### [CONSIGNE 1]
Sélectionnez et recopiez chaque ligne ci-dessous qui contient la chaîne « gray ».

### [EXTRAIT SOURCE]
Le changement de posture des acteurs peut être facilité par l’implication de long terme de la commune sur la thématique (B1.pdf, B4.pdf, B7.pdf)ou dans ses pratiques d’implication habitante (B10.pdf). Ce serait notamment le cas pour la sensibilisation des habitants à la thématique, notamment via le discours du Maire (B1.pdf, B4.pdf, B7.pdf, B10.pdf, B12.pdf), mais aussi pour la connaissance et la conviction des agents qui ont progressivement pu faire “des essais” et s’adapter aux nouvelles pratiques (B2.pdf).

Jean-François Caron (…) m’avait complètement convaincu avec ses idées. (B10.pdf)

Je pense que le maire à raison, je l’accompagne comme fonctionnaire, habitant, et militant. (B1.pdf)

Les autres explications

Un environnement favorable aux changements de posture sur la biodiversité

Il existe un environnement favorable à la sensibilisation des agents et des habitants à la biodiversité, avec notamment :

J’étais sensible à l’écologie en général, sans avoir un profil extrémiste. Par le biais de mon métier, on reçoit des représentants, on va en conférence, en formation. On sait que l’on doit arrêter de polluer notre terre, une grande partie des jardiniers sont plus sensibles à cela. (B1.pdf)

### [DONNÉES FOURNIES]
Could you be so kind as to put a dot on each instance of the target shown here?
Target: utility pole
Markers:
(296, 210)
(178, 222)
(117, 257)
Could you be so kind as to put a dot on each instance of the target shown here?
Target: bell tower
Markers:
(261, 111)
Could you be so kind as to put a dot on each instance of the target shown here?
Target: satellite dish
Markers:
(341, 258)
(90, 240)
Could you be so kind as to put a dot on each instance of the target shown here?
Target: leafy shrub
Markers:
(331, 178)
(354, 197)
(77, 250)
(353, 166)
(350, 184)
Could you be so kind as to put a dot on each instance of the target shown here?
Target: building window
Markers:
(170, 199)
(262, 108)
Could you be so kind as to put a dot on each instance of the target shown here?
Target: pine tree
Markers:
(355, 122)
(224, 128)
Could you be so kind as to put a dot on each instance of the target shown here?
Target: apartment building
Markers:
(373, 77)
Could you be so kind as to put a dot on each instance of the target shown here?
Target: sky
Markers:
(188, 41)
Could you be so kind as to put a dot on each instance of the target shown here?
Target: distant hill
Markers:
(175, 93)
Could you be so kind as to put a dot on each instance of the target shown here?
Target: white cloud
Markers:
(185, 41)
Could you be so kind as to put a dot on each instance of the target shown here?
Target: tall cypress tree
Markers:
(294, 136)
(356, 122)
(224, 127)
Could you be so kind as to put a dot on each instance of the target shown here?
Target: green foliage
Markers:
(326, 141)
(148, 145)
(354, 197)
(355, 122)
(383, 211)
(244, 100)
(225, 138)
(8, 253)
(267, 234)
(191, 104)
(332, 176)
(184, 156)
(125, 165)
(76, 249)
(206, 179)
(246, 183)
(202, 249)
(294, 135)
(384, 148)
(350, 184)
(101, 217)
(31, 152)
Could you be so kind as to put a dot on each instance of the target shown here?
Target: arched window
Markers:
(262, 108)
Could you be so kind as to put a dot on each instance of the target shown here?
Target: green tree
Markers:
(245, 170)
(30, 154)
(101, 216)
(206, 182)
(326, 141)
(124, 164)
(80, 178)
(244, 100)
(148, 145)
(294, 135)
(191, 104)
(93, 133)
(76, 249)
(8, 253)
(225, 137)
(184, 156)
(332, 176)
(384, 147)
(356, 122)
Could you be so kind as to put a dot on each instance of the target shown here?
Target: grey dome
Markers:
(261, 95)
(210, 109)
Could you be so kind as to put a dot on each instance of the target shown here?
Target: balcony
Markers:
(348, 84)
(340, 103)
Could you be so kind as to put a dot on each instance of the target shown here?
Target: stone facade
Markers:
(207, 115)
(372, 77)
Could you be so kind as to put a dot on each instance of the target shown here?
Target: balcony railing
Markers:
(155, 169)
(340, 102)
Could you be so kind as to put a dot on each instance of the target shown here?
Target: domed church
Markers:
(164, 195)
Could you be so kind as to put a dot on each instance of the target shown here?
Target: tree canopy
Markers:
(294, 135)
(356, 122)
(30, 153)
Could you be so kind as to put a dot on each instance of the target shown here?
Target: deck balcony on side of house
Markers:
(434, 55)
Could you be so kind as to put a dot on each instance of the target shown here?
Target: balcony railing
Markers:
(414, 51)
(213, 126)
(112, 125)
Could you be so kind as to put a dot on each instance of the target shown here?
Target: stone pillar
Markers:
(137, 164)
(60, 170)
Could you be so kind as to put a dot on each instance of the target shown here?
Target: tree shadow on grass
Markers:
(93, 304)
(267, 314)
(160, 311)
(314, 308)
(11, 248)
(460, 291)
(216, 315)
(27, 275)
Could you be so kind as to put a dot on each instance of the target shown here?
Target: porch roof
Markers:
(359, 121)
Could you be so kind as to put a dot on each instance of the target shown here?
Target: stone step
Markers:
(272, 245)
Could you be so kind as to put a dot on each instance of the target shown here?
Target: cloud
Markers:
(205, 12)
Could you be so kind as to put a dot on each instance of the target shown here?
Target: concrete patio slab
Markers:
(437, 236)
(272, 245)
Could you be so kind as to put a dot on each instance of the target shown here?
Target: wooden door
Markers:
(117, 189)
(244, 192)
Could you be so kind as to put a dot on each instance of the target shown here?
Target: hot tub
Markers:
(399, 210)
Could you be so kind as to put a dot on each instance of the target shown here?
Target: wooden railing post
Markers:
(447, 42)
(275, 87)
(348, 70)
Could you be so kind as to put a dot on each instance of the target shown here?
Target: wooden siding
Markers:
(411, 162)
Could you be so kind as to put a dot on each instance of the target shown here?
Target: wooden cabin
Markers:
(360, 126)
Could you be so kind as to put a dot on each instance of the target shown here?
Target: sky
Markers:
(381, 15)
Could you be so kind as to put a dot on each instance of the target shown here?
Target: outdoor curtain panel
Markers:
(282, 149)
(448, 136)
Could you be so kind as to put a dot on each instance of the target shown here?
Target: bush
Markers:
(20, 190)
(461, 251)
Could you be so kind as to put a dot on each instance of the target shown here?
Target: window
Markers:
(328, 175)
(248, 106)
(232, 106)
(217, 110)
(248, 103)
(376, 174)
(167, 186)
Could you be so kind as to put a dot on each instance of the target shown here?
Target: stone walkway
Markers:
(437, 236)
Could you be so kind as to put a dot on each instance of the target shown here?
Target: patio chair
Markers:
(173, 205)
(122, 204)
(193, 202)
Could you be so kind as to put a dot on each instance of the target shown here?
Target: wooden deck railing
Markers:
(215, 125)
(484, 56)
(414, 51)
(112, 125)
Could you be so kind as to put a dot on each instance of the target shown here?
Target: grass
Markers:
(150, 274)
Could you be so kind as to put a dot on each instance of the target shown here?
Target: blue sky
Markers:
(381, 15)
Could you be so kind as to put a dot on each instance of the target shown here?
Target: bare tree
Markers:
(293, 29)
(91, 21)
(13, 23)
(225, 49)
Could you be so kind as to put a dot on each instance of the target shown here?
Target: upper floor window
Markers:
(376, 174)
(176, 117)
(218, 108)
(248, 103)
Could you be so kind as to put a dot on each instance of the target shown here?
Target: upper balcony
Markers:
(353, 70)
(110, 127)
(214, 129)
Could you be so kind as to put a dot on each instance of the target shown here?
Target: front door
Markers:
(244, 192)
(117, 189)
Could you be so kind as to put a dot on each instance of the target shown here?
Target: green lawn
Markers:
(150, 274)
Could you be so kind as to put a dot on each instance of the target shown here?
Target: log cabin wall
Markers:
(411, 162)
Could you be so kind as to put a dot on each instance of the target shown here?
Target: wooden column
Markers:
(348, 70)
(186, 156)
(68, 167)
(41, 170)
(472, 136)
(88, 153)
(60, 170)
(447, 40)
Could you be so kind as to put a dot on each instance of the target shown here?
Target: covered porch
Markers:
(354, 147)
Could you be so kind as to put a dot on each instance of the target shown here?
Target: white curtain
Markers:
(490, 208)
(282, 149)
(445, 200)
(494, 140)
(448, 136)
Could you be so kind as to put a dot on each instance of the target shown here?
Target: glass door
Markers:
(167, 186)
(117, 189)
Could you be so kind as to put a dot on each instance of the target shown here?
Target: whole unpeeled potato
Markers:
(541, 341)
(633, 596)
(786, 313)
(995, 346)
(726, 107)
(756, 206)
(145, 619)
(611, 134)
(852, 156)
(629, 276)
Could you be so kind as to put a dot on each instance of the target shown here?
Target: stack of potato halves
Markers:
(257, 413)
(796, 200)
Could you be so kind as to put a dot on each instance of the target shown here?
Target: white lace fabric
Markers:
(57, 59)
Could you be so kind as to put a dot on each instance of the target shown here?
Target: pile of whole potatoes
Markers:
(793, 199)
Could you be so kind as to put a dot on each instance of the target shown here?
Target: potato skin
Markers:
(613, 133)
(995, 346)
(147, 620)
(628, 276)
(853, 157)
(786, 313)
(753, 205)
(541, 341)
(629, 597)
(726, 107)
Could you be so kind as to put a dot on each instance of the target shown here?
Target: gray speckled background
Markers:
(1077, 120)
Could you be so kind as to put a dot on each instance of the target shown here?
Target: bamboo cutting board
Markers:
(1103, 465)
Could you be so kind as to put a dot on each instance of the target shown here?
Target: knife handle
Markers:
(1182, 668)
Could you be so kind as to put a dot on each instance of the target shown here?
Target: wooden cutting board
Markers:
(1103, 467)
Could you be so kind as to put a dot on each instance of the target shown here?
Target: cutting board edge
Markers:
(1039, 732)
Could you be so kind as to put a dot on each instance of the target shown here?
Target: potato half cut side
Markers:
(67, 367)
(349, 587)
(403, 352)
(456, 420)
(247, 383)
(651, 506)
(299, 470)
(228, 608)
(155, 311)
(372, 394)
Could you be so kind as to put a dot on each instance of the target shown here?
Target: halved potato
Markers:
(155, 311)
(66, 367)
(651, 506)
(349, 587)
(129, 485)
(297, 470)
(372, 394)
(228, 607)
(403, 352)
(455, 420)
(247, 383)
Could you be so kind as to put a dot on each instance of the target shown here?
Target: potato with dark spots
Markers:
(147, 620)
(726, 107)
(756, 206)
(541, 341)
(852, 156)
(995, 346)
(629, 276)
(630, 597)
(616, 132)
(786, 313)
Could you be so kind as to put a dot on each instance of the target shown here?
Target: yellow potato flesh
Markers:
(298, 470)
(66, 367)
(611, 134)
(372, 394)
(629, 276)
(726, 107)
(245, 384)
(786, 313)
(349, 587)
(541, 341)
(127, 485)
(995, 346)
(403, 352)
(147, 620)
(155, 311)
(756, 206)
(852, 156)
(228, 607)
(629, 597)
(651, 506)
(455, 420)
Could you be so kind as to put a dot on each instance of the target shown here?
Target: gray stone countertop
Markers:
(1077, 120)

### [CONSIGNE 2]
Selon l'extrait ci-dessus, par quel moyen se ferait notamment la sensibilisation des habitants à la thématique ?

### [RÉPONSE ATTENDUE 1]
Target: gray speckled background
Target: gray stone countertop

### [RÉPONSE ATTENDUE 2]
Via le discours du Maire.